>> BEGIN

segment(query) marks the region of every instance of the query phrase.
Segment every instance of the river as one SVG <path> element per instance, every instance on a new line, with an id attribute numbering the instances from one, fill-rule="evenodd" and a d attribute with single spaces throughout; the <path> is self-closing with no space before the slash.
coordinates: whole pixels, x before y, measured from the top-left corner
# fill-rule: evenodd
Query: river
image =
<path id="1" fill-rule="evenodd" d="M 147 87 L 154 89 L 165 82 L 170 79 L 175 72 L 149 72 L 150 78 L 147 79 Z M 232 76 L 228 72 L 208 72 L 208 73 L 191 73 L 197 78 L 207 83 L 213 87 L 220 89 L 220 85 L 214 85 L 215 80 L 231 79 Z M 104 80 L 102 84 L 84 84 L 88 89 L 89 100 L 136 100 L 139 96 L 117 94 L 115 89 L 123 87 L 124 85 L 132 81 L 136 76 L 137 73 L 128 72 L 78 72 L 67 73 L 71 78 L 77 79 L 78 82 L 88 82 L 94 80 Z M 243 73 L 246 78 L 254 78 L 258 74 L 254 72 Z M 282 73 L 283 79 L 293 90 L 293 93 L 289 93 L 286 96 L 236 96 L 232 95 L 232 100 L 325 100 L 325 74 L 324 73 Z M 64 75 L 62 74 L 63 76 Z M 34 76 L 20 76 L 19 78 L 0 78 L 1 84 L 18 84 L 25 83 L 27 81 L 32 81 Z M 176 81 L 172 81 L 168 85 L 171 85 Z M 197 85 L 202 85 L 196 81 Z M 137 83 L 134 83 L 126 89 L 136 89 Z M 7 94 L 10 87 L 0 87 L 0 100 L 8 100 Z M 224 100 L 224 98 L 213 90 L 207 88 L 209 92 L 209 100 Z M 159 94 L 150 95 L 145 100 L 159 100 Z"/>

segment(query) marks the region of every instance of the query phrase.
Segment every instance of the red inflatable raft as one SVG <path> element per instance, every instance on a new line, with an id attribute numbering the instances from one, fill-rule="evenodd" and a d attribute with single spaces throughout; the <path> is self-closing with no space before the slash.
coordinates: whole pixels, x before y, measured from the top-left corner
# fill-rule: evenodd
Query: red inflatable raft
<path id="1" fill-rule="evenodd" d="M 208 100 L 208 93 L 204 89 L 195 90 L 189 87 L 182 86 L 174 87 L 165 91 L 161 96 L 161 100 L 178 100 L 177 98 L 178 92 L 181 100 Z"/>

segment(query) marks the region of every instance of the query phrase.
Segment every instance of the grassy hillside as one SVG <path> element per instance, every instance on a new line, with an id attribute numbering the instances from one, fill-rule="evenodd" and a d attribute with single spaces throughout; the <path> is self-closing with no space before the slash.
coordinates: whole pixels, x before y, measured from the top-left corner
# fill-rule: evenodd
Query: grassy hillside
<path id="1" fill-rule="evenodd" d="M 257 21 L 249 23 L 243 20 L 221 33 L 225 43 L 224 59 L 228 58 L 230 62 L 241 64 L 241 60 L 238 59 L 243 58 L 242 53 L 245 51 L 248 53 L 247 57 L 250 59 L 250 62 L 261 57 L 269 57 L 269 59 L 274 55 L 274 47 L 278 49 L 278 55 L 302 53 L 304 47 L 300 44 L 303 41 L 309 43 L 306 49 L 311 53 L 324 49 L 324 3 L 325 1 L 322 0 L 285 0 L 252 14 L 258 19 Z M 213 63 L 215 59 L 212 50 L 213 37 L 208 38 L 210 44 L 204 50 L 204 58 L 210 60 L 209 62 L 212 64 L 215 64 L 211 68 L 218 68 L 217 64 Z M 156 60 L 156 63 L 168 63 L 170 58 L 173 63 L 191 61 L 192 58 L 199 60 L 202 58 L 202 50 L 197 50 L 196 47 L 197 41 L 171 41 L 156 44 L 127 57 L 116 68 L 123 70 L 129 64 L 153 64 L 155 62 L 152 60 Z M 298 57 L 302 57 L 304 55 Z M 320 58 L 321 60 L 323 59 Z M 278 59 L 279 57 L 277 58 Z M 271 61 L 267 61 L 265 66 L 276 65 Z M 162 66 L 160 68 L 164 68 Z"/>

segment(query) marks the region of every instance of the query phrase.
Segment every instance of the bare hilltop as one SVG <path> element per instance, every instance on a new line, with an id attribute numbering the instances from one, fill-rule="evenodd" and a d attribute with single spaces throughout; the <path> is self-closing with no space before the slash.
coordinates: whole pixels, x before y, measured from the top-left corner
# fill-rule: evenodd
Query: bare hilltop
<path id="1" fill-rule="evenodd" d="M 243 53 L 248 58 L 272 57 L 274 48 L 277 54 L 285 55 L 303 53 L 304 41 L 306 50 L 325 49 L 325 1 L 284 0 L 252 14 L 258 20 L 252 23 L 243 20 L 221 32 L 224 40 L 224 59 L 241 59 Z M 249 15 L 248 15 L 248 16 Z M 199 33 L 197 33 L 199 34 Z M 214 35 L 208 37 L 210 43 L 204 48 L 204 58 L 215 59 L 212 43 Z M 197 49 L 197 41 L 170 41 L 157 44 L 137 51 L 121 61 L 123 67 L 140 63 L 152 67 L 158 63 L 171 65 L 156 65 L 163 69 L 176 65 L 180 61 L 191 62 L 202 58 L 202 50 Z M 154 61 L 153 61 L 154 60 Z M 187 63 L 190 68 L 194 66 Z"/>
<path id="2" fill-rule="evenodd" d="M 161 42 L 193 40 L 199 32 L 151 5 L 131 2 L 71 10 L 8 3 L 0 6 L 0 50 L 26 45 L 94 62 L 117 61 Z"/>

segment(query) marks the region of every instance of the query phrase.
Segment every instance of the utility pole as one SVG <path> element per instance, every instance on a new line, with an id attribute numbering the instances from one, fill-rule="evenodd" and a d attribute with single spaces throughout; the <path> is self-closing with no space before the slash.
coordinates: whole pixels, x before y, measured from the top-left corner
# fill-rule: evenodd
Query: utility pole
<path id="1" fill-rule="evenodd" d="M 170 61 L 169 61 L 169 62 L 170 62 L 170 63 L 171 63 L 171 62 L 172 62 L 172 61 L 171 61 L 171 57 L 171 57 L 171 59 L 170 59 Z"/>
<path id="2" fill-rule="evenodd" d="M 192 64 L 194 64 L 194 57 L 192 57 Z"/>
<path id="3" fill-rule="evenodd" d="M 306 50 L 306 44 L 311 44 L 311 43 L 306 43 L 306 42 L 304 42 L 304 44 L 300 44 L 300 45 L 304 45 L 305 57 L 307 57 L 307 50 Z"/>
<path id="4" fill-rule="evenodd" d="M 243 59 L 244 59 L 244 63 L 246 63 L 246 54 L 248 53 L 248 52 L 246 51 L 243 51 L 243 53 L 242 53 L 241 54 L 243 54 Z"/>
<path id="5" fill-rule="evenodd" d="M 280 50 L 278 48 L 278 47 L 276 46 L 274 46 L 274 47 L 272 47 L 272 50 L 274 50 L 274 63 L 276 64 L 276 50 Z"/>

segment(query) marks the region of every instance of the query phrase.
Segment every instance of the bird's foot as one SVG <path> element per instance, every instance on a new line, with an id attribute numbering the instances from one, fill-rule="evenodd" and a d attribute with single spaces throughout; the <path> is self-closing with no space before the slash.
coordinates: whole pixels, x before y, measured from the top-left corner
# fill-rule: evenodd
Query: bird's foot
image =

>> END

▶ [Exercise directions] Write out all of the material above again, character for character.

▶ [Solution for this problem]
segment(query) marks the region of every instance of the query phrase.
Segment every instance of the river as one SVG <path> element per instance, every instance on a new line, with an id attribute numbering the instances from one, fill-rule="evenodd" and a d attribute with single spaces throughout; the <path> is self-closing with no space before the slash.
coordinates: whole pixels, x before y, measured from the top-left corner
# fill-rule: evenodd
Query: river
image =
<path id="1" fill-rule="evenodd" d="M 147 87 L 154 89 L 165 82 L 170 79 L 175 72 L 149 72 L 150 78 L 147 79 Z M 232 76 L 228 72 L 208 72 L 208 73 L 191 73 L 197 78 L 207 83 L 213 87 L 220 89 L 220 85 L 214 85 L 215 80 L 231 79 Z M 104 80 L 102 84 L 84 84 L 88 89 L 89 100 L 136 100 L 139 96 L 117 94 L 115 89 L 123 87 L 124 85 L 132 81 L 136 76 L 137 73 L 128 72 L 78 72 L 67 73 L 71 78 L 77 79 L 78 82 L 88 82 L 94 80 Z M 243 73 L 246 78 L 254 78 L 258 74 L 254 72 Z M 282 73 L 283 79 L 293 90 L 293 93 L 289 93 L 286 96 L 236 96 L 232 95 L 232 100 L 325 100 L 325 74 L 324 73 Z M 64 75 L 62 74 L 63 76 Z M 34 76 L 20 76 L 19 78 L 0 78 L 1 84 L 18 84 L 25 83 L 27 81 L 32 81 Z M 176 81 L 172 81 L 168 85 L 171 85 Z M 197 85 L 202 85 L 196 81 Z M 137 83 L 134 83 L 126 89 L 136 89 Z M 7 94 L 10 87 L 0 87 L 0 100 L 8 100 Z M 224 100 L 224 98 L 213 90 L 207 88 L 209 92 L 209 100 Z M 159 94 L 150 95 L 145 100 L 159 100 Z"/>

segment(query) marks the region of every instance of the query phrase.
Segment every instance of the red inflatable raft as one SVG <path> element per instance, every instance on a new line, with an id attribute numbering the instances from one, fill-rule="evenodd" and a d attribute with single spaces throughout; the <path> is self-closing with no space before the slash.
coordinates: whole pixels, x before y, measured from the top-left corner
# fill-rule: evenodd
Query: red inflatable raft
<path id="1" fill-rule="evenodd" d="M 208 100 L 208 93 L 204 89 L 195 90 L 189 87 L 182 86 L 174 87 L 165 91 L 161 96 L 161 100 L 178 100 L 177 98 L 178 92 L 181 100 Z"/>

segment(query) marks the region of every instance of the query phrase.
Segment every instance of the grassy hillside as one SVG <path> element per instance, every instance on a new line, with an id attribute numbering the instances from one, fill-rule="evenodd" and a d attribute with single spaces throughout; the <path> is self-closing with no space before the slash.
coordinates: whole pixels, x before y, measured from the top-left corner
# fill-rule: evenodd
Query: grassy hillside
<path id="1" fill-rule="evenodd" d="M 257 21 L 249 23 L 243 20 L 221 33 L 225 43 L 224 59 L 228 58 L 230 62 L 241 64 L 241 60 L 238 59 L 243 58 L 242 53 L 245 51 L 248 53 L 247 57 L 250 59 L 250 62 L 261 57 L 269 57 L 269 59 L 274 55 L 274 47 L 278 49 L 278 55 L 302 53 L 304 47 L 300 44 L 303 41 L 309 43 L 306 49 L 311 53 L 324 49 L 324 3 L 325 1 L 322 0 L 285 0 L 252 14 L 258 19 Z M 213 63 L 215 59 L 212 50 L 213 37 L 208 38 L 210 44 L 204 50 L 204 58 L 210 60 L 209 62 L 212 64 L 215 64 L 211 68 L 218 68 L 217 64 Z M 156 60 L 156 63 L 168 63 L 170 58 L 173 63 L 191 61 L 192 58 L 199 60 L 202 58 L 202 50 L 197 50 L 196 47 L 197 41 L 171 41 L 156 44 L 127 57 L 116 68 L 123 70 L 129 64 L 153 64 L 155 62 L 152 60 Z M 298 57 L 302 57 L 304 55 Z M 320 58 L 321 60 L 323 59 Z M 278 59 L 279 57 L 277 58 Z M 271 61 L 267 61 L 265 66 L 276 65 Z M 162 66 L 160 68 L 164 68 Z"/>

segment(query) marks the region of every instance of the query phrase.
Segment every instance of the bare hilltop as one SVG <path> element per instance, every instance on a new line, with an id attribute numbering the instances from one, fill-rule="evenodd" and a d attribute with single spaces throughout; the <path> is self-closing with no space before the slash.
coordinates: whole pixels, x before y, measured from the top-left corner
# fill-rule: evenodd
Query: bare hilltop
<path id="1" fill-rule="evenodd" d="M 243 53 L 248 58 L 272 57 L 274 48 L 277 54 L 285 55 L 303 53 L 304 41 L 306 50 L 325 49 L 325 1 L 284 0 L 252 14 L 258 20 L 252 23 L 243 20 L 221 32 L 224 40 L 224 59 L 241 59 Z M 249 15 L 248 15 L 248 16 Z M 199 33 L 197 33 L 199 34 Z M 214 35 L 208 37 L 210 43 L 204 48 L 204 58 L 215 59 L 212 43 Z M 197 49 L 197 41 L 170 41 L 157 44 L 137 51 L 121 61 L 123 67 L 140 63 L 152 67 L 158 63 L 171 65 L 156 65 L 163 69 L 176 65 L 180 61 L 191 62 L 202 58 L 202 50 Z M 154 61 L 153 61 L 154 60 Z M 187 63 L 190 68 L 194 66 Z"/>
<path id="2" fill-rule="evenodd" d="M 161 42 L 193 40 L 199 32 L 151 5 L 131 2 L 71 10 L 8 3 L 0 6 L 0 50 L 26 45 L 94 62 L 117 61 Z"/>

segment(query) marks the region of every instance of the query phrase.
Segment every instance of the utility pole as one SVG <path> element per instance, every instance on a new line, with an id attribute numbering the instances from one, fill-rule="evenodd" and a d attribute with single spaces throughout; the <path> is self-closing with no space before the slash.
coordinates: whole pixels, x before y, measured from the top-left corner
# fill-rule: evenodd
Query: utility pole
<path id="1" fill-rule="evenodd" d="M 170 61 L 169 61 L 169 62 L 170 62 L 170 63 L 171 63 L 171 62 L 172 62 L 172 61 L 171 61 L 171 57 L 171 57 L 171 59 L 170 59 Z"/>
<path id="2" fill-rule="evenodd" d="M 192 64 L 194 64 L 194 57 L 192 57 Z"/>
<path id="3" fill-rule="evenodd" d="M 306 50 L 306 44 L 311 44 L 311 43 L 306 43 L 306 42 L 304 42 L 304 44 L 300 44 L 300 45 L 304 45 L 305 57 L 307 57 L 307 50 Z"/>
<path id="4" fill-rule="evenodd" d="M 243 59 L 244 59 L 244 63 L 246 63 L 246 54 L 248 53 L 248 52 L 246 51 L 243 51 L 243 53 L 242 53 L 241 54 L 243 54 Z"/>
<path id="5" fill-rule="evenodd" d="M 280 50 L 278 48 L 278 47 L 276 46 L 274 46 L 274 47 L 272 47 L 272 50 L 274 50 L 274 63 L 276 64 L 276 50 Z"/>

segment(query) marks the region of every instance of the query phrase.
Segment every instance of the bird's foot as one SVG <path> element per instance, every instance on a new line, with an id attribute numbering the instances from one, fill-rule="evenodd" and a d attribute with single spaces throughout; the <path> is self-closing with no space before the slash.
coordinates: whole pixels, x before y, measured from the top-left corner
# fill-rule: evenodd
Query: bird's foot
image =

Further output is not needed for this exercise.